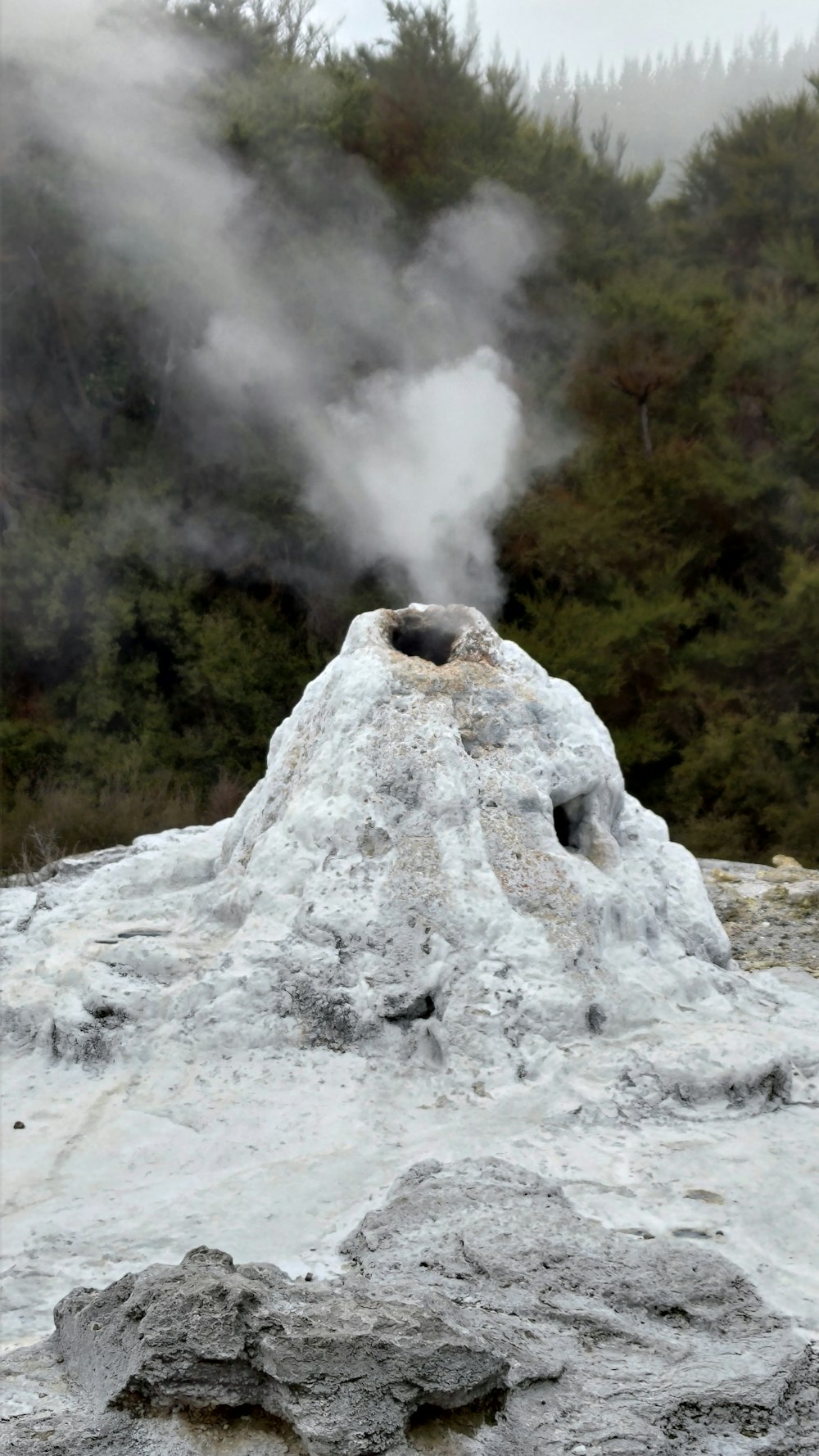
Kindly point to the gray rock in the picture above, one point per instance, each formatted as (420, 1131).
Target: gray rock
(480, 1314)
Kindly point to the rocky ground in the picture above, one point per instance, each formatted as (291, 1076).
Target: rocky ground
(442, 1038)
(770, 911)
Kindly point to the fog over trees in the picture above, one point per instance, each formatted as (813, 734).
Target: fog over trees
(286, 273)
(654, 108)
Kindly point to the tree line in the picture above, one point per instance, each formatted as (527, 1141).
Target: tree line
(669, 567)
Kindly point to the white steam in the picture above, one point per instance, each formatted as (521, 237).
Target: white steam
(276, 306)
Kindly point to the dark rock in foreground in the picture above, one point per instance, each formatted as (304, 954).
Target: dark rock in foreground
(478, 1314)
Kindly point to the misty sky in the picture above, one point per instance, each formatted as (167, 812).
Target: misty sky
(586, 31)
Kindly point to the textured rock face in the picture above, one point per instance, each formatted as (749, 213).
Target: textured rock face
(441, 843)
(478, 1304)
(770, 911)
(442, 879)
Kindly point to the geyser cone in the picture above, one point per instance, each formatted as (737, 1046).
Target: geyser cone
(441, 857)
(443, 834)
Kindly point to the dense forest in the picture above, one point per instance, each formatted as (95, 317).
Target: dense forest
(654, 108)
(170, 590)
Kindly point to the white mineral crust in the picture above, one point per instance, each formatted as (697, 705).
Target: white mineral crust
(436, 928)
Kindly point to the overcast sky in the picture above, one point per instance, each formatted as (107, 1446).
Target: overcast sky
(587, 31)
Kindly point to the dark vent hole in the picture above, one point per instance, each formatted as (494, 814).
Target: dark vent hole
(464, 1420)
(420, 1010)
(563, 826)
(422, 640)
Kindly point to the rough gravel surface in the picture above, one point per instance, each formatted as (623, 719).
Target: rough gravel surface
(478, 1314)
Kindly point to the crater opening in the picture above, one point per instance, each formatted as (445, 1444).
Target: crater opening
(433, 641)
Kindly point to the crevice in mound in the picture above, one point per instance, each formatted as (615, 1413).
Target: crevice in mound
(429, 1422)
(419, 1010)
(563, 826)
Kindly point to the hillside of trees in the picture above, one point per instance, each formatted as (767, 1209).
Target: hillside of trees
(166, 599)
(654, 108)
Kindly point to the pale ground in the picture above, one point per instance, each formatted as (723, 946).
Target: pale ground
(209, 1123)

* [About this exercise]: Leaving all pictures aside, quote each record exactly.

* [Exercise output]:
Kindly point to the gray rock in the picture above, one point per instance, each formatted as (420, 1131).
Target: gray rock
(480, 1314)
Kindly point to the rocky ground in the picture above, one point per instance, each formatted as (291, 1076).
Target: rocky ground
(442, 1038)
(770, 911)
Kindly point to the fog over trees in the picture above, one point per instance, each formatted as (813, 734).
Target: fog over trees
(286, 273)
(654, 108)
Kindly point to the tree line in the picture above, one point per instance, each formatted as (527, 1141).
Target: tree line
(669, 567)
Kindly point to the white steam in the picture above, one point per instance, each formatted as (521, 237).
Target: white steam
(276, 306)
Kindly point to the dark rock in foreground in the picture above, one point per instance, each formatted as (304, 954).
Target: dark rock in foreground
(478, 1314)
Kindly point to the misty sky in the picture above, one point per instance, each formatted as (167, 812).
Target: misty sky
(586, 31)
Kindly point to the textured rock face in the picture above, one point per instance, each formatted as (749, 213).
Target: textured rock face
(441, 843)
(478, 1304)
(770, 911)
(442, 879)
Kindly point to the geyser cone in the picture above, one point per instance, each formatted as (737, 1046).
Target: geyser cone
(441, 857)
(443, 834)
Kindly point to the dense forest in the picture above, one point per instance, each formatted as (95, 317).
Target: dense forest
(654, 108)
(170, 590)
Kindly point to the white mineral crust in the picture above, one point per instance, each formatted as (697, 705).
Target: white mineral crust
(436, 928)
Kindly point to the overcast sky in the picture above, one point per instance, each formatted as (107, 1446).
Target: overcast sky
(587, 31)
Kindly point to the dark vent hole in the picture above, one point per instance, each formatted as (494, 814).
Target: dark vent hole
(464, 1420)
(420, 1010)
(563, 826)
(422, 640)
Kindly point to the rough gravel surface in the picture above, one point per instance, each formatted as (623, 719).
Target: rough gravel surface
(478, 1314)
Kindly point to the crater opening in the picture above, one point per instance, each formatted as (445, 1444).
Target: crater opening
(433, 641)
Kindly point to the crevice in mound in the picture above, one point per instance, each formatted as (615, 1413).
Target: crevice in mound
(429, 1422)
(419, 1010)
(563, 826)
Kindly point to the hillside of trees in the picture above, one point per instance, each formatted as (767, 1209).
Target: hillside of trees
(166, 599)
(654, 108)
Kindly point to the pale ground in the picture above, one point per instance, each formatted as (723, 946).
Target: pale ground
(209, 1123)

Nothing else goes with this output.